• Direction: Rewrite the lines starting with the one containing "800, row 725." and going on through the one containing "Target: man in red t-shirt", changing "keypoint" to "marker" and leaving all else as it is.

• Extracted entries:
********************
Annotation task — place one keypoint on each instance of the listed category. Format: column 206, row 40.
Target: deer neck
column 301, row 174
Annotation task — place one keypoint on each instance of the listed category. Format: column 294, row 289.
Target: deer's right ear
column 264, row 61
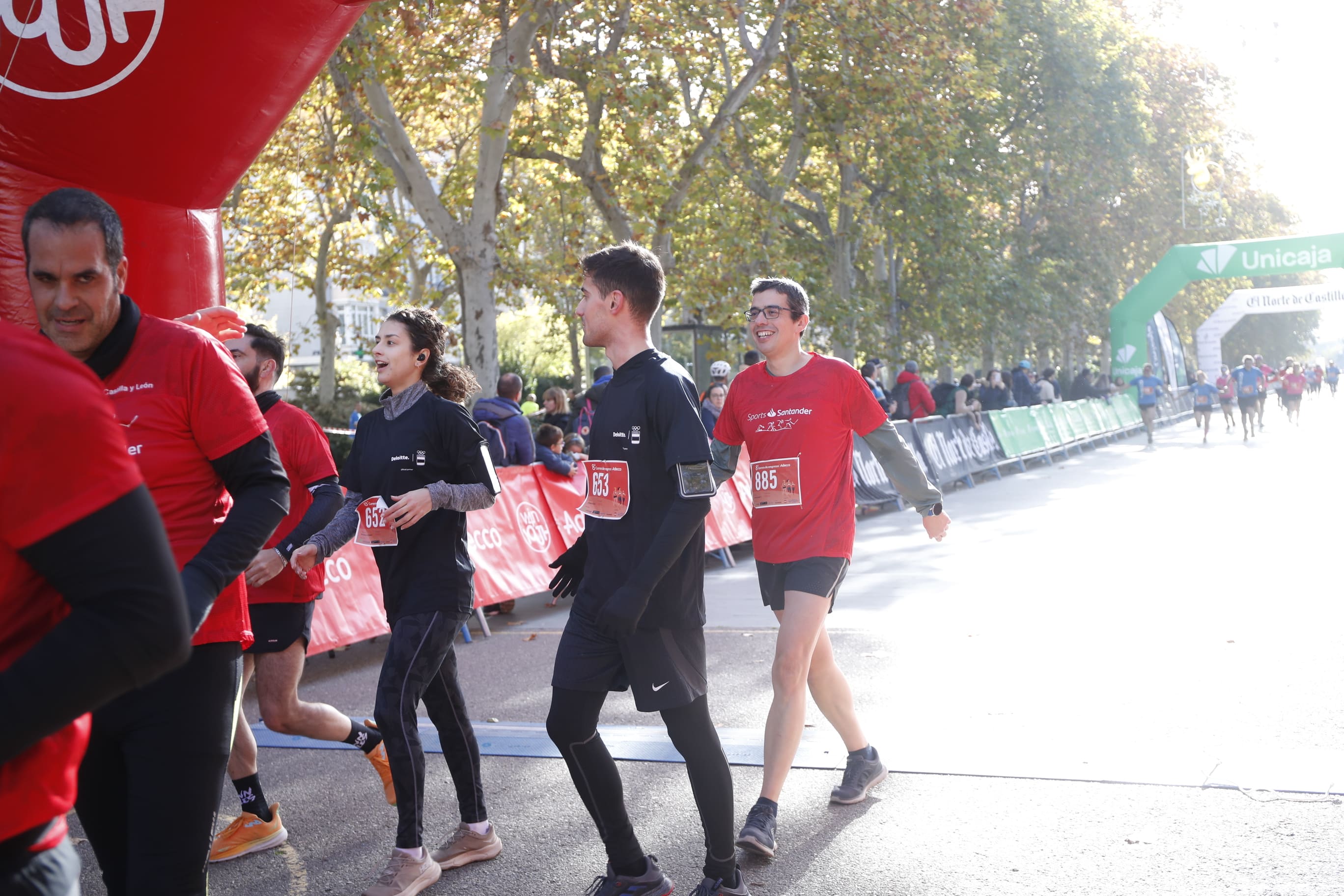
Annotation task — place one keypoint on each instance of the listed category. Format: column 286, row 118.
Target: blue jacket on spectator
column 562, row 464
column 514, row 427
********************
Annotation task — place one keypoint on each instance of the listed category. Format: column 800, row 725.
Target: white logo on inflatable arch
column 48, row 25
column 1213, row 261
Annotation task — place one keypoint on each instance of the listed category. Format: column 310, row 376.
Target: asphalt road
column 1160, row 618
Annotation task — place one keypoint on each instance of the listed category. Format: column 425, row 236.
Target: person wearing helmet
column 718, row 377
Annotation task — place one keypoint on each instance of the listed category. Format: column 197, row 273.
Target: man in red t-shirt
********************
• The result:
Annotation task — place one marker on each instance of the listed category. Format: column 800, row 725.
Target: white logo on inflatable arch
column 48, row 25
column 1213, row 261
Annotation task — place one marker on each instance of the listed category. Format: column 310, row 376.
Target: asphalt road
column 1160, row 618
Annotation task — place one marker on each instance of the listed category. Format: column 425, row 236.
Target: person wearing helmet
column 718, row 377
Annotation task — place one marker on each instance of the listed category. Format: column 197, row 273.
Target: man in red t-shirt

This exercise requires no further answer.